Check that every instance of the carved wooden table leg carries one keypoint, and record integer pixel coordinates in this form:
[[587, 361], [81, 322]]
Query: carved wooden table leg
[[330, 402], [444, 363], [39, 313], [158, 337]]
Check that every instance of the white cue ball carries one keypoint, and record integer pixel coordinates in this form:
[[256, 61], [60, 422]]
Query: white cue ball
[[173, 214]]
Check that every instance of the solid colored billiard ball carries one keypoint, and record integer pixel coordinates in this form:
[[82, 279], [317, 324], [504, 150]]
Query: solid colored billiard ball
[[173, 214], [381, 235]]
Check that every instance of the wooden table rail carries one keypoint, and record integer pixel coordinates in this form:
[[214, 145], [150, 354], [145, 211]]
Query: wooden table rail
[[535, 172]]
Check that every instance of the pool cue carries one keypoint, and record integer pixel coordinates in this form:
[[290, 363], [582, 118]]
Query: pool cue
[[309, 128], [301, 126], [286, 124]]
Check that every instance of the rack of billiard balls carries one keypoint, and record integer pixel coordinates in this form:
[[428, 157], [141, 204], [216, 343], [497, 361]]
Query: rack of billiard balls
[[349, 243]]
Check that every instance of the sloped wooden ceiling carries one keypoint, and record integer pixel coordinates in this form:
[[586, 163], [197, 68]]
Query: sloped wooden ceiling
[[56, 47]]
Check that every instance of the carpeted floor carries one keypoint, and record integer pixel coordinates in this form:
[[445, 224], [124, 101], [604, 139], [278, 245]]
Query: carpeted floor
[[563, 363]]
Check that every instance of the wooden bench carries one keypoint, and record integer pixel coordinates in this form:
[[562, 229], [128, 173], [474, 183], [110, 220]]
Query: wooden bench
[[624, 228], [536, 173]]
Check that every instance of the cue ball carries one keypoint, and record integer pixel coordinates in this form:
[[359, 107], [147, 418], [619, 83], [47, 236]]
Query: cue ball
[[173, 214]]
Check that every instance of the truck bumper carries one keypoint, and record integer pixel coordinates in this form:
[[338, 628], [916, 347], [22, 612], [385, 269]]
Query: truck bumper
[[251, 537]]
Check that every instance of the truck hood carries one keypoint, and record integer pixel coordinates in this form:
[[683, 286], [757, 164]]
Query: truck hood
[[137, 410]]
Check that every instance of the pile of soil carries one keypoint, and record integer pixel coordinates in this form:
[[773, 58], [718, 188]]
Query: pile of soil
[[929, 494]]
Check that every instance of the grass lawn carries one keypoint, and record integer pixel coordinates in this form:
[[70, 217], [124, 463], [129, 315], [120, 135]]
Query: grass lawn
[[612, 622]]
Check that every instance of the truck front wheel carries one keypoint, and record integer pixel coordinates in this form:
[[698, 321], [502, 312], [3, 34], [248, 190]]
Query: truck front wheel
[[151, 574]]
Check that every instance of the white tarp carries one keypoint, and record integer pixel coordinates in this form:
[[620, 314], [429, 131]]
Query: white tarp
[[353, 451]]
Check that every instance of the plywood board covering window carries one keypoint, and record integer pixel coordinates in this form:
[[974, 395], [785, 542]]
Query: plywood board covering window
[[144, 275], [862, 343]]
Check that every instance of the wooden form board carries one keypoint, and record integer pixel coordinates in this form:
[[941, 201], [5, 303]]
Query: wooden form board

________________________________________

- _Stated exercise_: Rescale the point coordinates in the answers by multiplying each by 1.55 and rounding to the nearest whole number, with halves rounded up. Reproduce every line from the line with "Check that every instance of the wooden bench" up to and including the line with "[[353, 451]]", keeping the requests and their format samples unchanged, and give only those lines.

- _Response to the task_:
Check that every instance of the wooden bench carries one keypoint, and record integer pixel coordinates in this form:
[[562, 229], [128, 173], [474, 183], [110, 220]]
Query: wooden bench
[[967, 353], [831, 268]]
Check that every instance of the cue ball carries one keypoint, and record integer pixel coordinates in this form:
[[359, 107], [147, 418], [619, 83], [47, 236]]
Query: cue ball
[[268, 332]]
Check that every instance of the truck bumper carries one keypoint, and record integer pixel coordinates in this form:
[[338, 628], [916, 347], [22, 612], [385, 269]]
Query: truck bumper
[[389, 832]]
Check that every instance of the truck hood carries one keypoint, and record integer pixel coordinates in this form:
[[683, 286], [757, 164]]
Query: truck hood
[[212, 636]]
Check that every instance of the pile of soil carries one keypoint, and record integer pixel coordinates in this form:
[[773, 58], [718, 188]]
Query: pile of soil
[[1440, 766]]
Check that every instance of the grass lawn carries one keypoint, and record integer pixel coordinates in this form:
[[70, 217], [124, 463], [129, 315], [120, 135]]
Query: grass lawn
[[949, 964]]
Check that every instance of the truck front wheel carries one keypoint, and record integer pixel coordinates in this form:
[[698, 321], [502, 312], [3, 34], [248, 190]]
Query: truck front wheel
[[234, 890]]
Check that every instance of the white tarp carries one keypoint, and record integer pixel coordinates in this form:
[[620, 314], [429, 131]]
Query: white tarp
[[547, 699]]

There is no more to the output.